— Begin Data supplied —

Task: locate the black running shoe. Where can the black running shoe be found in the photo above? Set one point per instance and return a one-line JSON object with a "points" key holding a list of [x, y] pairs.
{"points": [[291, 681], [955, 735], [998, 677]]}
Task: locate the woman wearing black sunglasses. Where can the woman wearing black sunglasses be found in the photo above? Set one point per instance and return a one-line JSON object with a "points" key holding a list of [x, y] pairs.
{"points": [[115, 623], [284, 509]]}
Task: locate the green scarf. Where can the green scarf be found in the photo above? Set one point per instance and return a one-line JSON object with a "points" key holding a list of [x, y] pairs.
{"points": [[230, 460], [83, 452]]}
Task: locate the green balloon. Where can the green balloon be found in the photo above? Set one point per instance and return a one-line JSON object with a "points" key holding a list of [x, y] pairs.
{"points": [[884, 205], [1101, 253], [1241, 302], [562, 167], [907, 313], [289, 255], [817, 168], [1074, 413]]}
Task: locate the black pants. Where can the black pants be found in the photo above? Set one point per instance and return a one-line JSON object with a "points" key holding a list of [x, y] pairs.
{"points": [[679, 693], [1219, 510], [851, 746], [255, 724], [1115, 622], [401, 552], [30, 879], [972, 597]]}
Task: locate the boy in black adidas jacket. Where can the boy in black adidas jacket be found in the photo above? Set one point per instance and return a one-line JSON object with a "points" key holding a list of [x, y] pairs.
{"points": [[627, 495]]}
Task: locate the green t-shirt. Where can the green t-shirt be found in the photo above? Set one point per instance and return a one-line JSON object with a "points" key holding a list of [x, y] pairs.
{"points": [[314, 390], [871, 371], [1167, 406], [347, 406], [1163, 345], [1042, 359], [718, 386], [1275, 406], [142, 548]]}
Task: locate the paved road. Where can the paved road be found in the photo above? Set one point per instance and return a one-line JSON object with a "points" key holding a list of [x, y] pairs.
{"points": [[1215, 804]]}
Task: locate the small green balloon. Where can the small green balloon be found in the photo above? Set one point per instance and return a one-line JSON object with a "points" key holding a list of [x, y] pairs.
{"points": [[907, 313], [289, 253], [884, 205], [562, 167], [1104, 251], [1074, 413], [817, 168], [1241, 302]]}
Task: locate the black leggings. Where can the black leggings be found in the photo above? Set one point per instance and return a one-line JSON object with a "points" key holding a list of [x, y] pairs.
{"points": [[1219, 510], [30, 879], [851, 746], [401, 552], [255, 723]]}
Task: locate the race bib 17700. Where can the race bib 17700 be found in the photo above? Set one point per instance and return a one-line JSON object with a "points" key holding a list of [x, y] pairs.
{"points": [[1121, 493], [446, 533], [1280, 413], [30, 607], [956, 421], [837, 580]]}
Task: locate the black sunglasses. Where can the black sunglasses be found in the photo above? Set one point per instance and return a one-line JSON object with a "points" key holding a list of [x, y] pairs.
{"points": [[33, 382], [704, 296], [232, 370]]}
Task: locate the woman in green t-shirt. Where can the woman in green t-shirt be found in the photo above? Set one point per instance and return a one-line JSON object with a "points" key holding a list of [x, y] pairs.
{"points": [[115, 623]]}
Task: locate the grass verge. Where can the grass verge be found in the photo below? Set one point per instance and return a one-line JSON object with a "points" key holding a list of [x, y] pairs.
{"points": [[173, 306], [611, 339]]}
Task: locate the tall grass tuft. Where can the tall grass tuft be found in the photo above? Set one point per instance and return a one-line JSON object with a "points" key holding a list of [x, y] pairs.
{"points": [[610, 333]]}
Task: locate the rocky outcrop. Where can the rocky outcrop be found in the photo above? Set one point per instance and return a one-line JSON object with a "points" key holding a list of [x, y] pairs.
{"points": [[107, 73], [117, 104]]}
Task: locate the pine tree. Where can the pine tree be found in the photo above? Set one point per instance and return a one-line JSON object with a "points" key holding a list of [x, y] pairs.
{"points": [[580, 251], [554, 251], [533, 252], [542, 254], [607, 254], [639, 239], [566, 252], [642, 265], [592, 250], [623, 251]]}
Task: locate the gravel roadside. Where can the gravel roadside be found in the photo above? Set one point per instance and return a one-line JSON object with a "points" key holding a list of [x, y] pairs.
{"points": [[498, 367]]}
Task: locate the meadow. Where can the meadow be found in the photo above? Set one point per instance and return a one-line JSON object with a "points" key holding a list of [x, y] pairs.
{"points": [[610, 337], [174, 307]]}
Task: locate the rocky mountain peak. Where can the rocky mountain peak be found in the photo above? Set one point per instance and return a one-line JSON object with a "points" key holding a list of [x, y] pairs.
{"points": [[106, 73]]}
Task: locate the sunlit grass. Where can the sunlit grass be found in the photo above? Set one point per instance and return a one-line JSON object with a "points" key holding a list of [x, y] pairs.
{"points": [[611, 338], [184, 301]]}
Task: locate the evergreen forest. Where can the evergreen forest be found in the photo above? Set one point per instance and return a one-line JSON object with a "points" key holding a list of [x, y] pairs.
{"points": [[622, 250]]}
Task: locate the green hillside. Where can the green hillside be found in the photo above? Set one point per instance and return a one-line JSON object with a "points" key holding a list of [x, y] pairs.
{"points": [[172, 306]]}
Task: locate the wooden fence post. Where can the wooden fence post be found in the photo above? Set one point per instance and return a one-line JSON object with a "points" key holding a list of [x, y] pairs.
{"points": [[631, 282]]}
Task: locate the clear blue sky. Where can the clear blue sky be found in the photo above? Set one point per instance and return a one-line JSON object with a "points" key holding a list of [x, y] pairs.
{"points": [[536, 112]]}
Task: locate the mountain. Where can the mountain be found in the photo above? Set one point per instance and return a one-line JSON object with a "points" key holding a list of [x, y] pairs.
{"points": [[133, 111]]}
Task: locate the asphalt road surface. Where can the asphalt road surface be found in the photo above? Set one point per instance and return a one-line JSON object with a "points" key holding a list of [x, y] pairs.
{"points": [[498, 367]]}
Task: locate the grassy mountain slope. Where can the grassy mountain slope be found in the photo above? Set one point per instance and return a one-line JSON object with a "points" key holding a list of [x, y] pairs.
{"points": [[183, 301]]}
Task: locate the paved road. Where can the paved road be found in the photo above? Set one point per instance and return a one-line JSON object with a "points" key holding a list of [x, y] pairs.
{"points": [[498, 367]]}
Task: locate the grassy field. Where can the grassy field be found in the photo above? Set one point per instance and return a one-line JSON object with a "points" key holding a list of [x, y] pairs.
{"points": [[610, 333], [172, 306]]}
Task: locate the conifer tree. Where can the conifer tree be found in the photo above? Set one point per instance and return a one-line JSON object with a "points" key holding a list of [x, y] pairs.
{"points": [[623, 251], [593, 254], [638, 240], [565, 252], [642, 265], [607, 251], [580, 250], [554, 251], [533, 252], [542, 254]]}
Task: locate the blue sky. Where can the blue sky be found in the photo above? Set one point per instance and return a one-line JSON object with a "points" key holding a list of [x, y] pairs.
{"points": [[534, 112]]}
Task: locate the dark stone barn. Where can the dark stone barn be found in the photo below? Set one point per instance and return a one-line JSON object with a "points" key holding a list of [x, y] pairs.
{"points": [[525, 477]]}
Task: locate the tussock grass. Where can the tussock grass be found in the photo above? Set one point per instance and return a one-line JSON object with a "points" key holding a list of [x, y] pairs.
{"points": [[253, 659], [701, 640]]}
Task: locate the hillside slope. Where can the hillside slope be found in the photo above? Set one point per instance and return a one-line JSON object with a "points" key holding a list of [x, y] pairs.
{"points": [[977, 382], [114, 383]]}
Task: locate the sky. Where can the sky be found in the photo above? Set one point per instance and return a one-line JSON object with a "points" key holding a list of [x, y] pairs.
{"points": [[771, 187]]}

— End Data supplied —

:: What the exercise asks ::
Reproduce as a numbered list, omitting any blank lines, the lines of the listing starting at the line that contains "Task: locate the tussock" and ending at the final line of the listing, both included.

:: Task output ::
1. Task: locate the tussock grass. Where can the tussock grass be found in the photo above? Set one point per instance and return a one-line JSON object with a "points" key holding a list of [x, y] pairs.
2. {"points": [[253, 659], [701, 640]]}
3. Task: locate the hillside slope. Where can the hillside slope be found in the photo above? Set one point per instance and return a one-line JSON object with a "points" key holding a list of [x, y] pairs.
4. {"points": [[977, 382], [114, 383]]}
5. Task: locate the sky. Where can the sky be found in the photo above? Set one point per instance and return a one-line JSON object with a "points" key holding a list of [x, y] pairs.
6. {"points": [[771, 187]]}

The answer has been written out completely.